# Waterless air locks



## Kev (Feb 14, 2012)

Has anybody tried these?

http://www.rebelbrewer.com/shoppingcart/products/Silicone-Waterless-Airlock.html

I like to see the bubbles in the fermentation stages, but am a bit nervous about bulk aging. I travel a lot and worrying about them drying out, or the water getting sucked in.

I was looking for an arrangement to pull a vacuum, and lock it in there with a little plastic valve, but you have no way of knowing if it leaks.

Kev


----------



## robie (Feb 14, 2012)

I use these when I ferment in oak barrels. They work well. Before they release pressure, they create a tiny pressure inside the container, but nothing to worry over. If you are gone for extended times, they will be perfect for you.

Just make sure you keep them clean and debrie free under the silicone flaps.


----------



## joea132 (Feb 14, 2012)

I've seen these in use by a local successful wine maker. He swears by them. They are a different variety though, I believe they had a orange or red silicone flap instead. He also said they were on the expensive side. I wouldn't cheap out on something so important personally...


----------



## jswordy (Feb 15, 2012)

Neat!

════════════════

- WORK TO COMPLETE:
1 > In the waterless airlock thread, when does robie say he uses these airlocks?
2 > Carry on the waterless airlock thread after its last post.

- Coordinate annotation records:

════════════════

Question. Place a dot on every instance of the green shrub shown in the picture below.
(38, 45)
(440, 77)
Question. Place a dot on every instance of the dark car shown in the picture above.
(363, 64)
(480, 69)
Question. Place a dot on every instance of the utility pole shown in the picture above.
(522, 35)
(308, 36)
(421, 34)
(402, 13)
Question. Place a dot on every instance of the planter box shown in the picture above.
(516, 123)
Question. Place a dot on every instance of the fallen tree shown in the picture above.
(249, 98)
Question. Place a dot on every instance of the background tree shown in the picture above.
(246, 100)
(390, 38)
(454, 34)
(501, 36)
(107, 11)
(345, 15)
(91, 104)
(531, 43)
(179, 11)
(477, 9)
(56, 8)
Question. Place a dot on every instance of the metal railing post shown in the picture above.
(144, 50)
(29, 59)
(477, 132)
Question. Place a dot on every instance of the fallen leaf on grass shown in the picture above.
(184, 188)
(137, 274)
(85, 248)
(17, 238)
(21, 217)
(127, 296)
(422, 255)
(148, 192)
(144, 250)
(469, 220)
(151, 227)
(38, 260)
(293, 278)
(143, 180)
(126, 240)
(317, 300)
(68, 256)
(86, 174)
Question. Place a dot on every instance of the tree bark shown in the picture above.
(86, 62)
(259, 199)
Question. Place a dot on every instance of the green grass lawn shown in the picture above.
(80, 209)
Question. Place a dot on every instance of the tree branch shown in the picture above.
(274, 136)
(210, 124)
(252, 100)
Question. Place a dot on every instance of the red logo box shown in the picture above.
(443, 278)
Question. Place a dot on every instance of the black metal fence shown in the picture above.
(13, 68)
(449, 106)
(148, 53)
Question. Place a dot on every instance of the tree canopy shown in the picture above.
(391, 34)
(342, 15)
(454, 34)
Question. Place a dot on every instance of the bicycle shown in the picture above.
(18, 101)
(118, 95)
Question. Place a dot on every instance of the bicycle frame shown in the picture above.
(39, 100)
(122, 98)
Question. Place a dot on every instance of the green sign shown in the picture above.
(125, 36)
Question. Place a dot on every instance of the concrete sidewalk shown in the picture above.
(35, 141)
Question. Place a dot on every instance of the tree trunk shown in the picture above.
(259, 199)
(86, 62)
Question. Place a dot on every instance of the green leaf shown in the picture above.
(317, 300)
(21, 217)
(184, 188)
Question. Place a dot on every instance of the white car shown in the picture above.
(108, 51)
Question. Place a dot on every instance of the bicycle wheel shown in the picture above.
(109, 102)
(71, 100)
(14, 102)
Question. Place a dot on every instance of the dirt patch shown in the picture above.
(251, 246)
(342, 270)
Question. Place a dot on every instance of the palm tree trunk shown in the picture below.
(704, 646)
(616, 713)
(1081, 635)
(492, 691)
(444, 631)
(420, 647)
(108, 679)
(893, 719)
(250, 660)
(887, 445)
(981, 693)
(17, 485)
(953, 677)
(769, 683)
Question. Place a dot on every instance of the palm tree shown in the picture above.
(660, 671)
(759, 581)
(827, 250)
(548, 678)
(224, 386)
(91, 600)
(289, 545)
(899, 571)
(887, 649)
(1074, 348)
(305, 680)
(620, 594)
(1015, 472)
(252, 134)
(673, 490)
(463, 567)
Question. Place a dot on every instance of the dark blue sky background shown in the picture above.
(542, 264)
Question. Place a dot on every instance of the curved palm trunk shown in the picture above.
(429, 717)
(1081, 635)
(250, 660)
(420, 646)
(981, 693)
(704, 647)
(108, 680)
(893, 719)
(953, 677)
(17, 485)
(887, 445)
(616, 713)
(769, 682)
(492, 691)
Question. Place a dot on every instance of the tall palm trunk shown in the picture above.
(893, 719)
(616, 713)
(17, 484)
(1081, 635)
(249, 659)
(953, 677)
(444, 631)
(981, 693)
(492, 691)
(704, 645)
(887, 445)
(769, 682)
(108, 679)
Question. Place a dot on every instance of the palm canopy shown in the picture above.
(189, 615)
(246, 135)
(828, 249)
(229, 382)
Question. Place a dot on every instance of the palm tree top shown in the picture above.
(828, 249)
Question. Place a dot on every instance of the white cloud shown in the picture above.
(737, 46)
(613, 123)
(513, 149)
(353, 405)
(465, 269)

════════════════

- ANSWERS:
1 > When he ferments in oak barrels.

2 >
But you must be gone for a really extended time or have a very dry environment and/or be using the J-trap style lock to be worried about it drying out. 

I use 3-piece locks (some places refer to the size I use as the "hobby" size) on everything and have never had one dry out yet. They hold quite a bit more fluid than the J-style. I started using them because they are super easy to clean, but the added fluid capacity is nice, too. Cost the same as the J-trap style, and you still get to see bubbles.  

One other bennie I like about the 3-piece is that it does not draw fluid back toward the must when there are atmospheric changes like a J-trap can.


----------



## robie (Feb 15, 2012)

jswordy said:


> Cost the same as the J-trap style, and you still get to see bubbles.
> 
> One other bennie I like about the 3-piece is that it does not draw fluid back toward the must when there are atmospheric changes like a J-trap can.



With the no-liquid air locks, you get to listen to them make their characteristic spewing sound, instead. During active fermentation, they spew constantly.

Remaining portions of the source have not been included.